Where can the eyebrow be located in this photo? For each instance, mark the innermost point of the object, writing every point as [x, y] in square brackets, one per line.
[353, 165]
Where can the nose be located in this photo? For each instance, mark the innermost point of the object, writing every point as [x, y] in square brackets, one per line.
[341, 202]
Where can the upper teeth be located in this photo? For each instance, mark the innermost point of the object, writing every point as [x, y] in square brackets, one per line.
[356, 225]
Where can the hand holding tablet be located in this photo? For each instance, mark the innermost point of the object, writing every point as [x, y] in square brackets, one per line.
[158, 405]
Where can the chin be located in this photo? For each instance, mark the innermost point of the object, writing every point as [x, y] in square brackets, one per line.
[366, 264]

# # # #

**Gestelde opgave**
Schrijf de regels van het materiaal opnieuw uit, te beginnen bij de regel met "Where can the chin" en doorlopend tot het einde van het materiaal. Laat alles ongewijzigd behalve de coördinaten in de antwoorden: verschuif elk getal daarvan met -83.

**Juiste uitvoer**
Where can the chin be located in this photo? For each instance, mark the innermost point of the object, writing every point as [x, y] in square brackets, one per line.
[283, 181]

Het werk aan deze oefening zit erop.